● WORK TO BE COMPLETED: Copy the records below word for word, but leave out the pictures.

● RECORDS TO USE:
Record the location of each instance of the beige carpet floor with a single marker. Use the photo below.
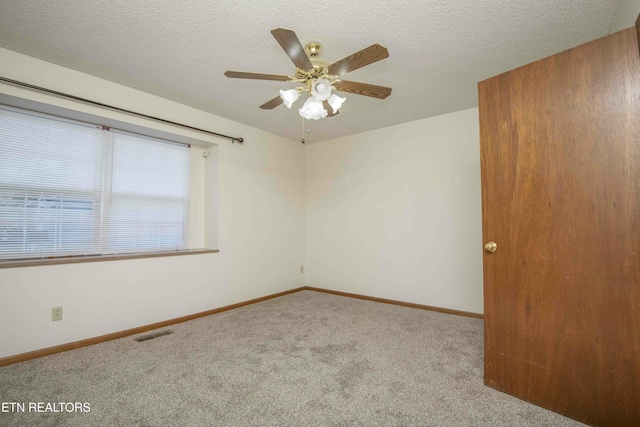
(304, 359)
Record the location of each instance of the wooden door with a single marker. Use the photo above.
(560, 154)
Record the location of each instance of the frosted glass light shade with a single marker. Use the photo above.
(321, 89)
(313, 109)
(289, 97)
(336, 102)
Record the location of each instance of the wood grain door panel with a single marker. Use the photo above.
(560, 155)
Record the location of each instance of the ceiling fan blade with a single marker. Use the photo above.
(365, 89)
(327, 107)
(257, 76)
(366, 56)
(272, 104)
(292, 46)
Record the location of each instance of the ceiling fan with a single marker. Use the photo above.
(317, 77)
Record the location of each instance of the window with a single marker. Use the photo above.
(68, 188)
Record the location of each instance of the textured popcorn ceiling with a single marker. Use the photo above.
(439, 50)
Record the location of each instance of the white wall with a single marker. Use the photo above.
(396, 213)
(260, 228)
(626, 15)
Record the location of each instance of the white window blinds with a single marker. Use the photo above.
(68, 188)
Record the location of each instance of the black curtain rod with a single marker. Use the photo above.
(88, 101)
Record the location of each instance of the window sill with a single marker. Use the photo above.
(77, 259)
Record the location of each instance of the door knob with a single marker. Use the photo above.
(491, 247)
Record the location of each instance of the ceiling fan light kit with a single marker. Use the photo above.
(317, 78)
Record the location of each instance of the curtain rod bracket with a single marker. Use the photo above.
(88, 101)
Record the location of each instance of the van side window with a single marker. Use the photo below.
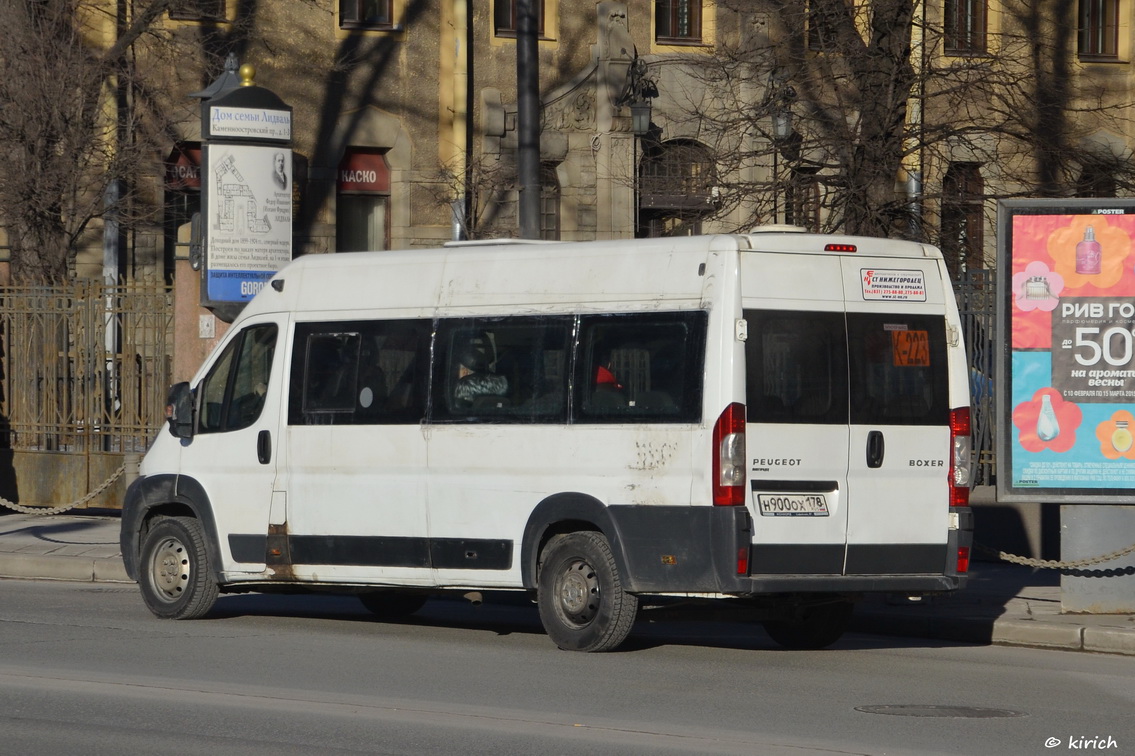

● FINAL RESULT:
Record the location of each instance of the beige carpet floor with a single marker. Use the photo below.
(304, 359)
Record the location of each instance of the wooden door with a single marker. Use the photo above.
(560, 154)
Record the location of each instance of the frosted glass light shade with a single marker. Use the photo above.
(321, 89)
(313, 109)
(289, 97)
(336, 102)
Record the location of each instance of the wood grain door panel with a single marker. Use the photo above.
(560, 155)
Record the location of each instance of the ceiling fan blade with a single marker. Use the photo above.
(365, 89)
(327, 107)
(257, 76)
(366, 56)
(272, 104)
(292, 46)
Record the location of each instance of the ceiling fan with a single marker. Use the photo above.
(317, 77)
Record the location of each instance of the window with a single marker. Use the photo above.
(68, 188)
Record the location of each instance of the textured popcorn ceiling with a single marker. Use the photo above.
(439, 50)
Record the location of each instance of the white wall with a single marker. Use the photo above.
(396, 213)
(260, 228)
(626, 15)
Record the location of each instance of the white window blinds with a single marker. Use the photo above.
(68, 188)
Record the location of each instance of the black curtain rod with a single marker. Use the photo above.
(88, 101)
Record the location of each instance of the window sill with a single marker. Use the photo above.
(77, 259)
Record the location of each instance of the door knob with a single marker. Use the photo above.
(491, 247)
Record the location of each instance of the ceiling fan light kit with a single marker. Use the photo above.
(317, 78)
Record the location of each instance of the curtain rod bracket with a single marker. Use the photo above.
(88, 101)
Record the location of each instance of the van side window with a single marker. Use the photo below.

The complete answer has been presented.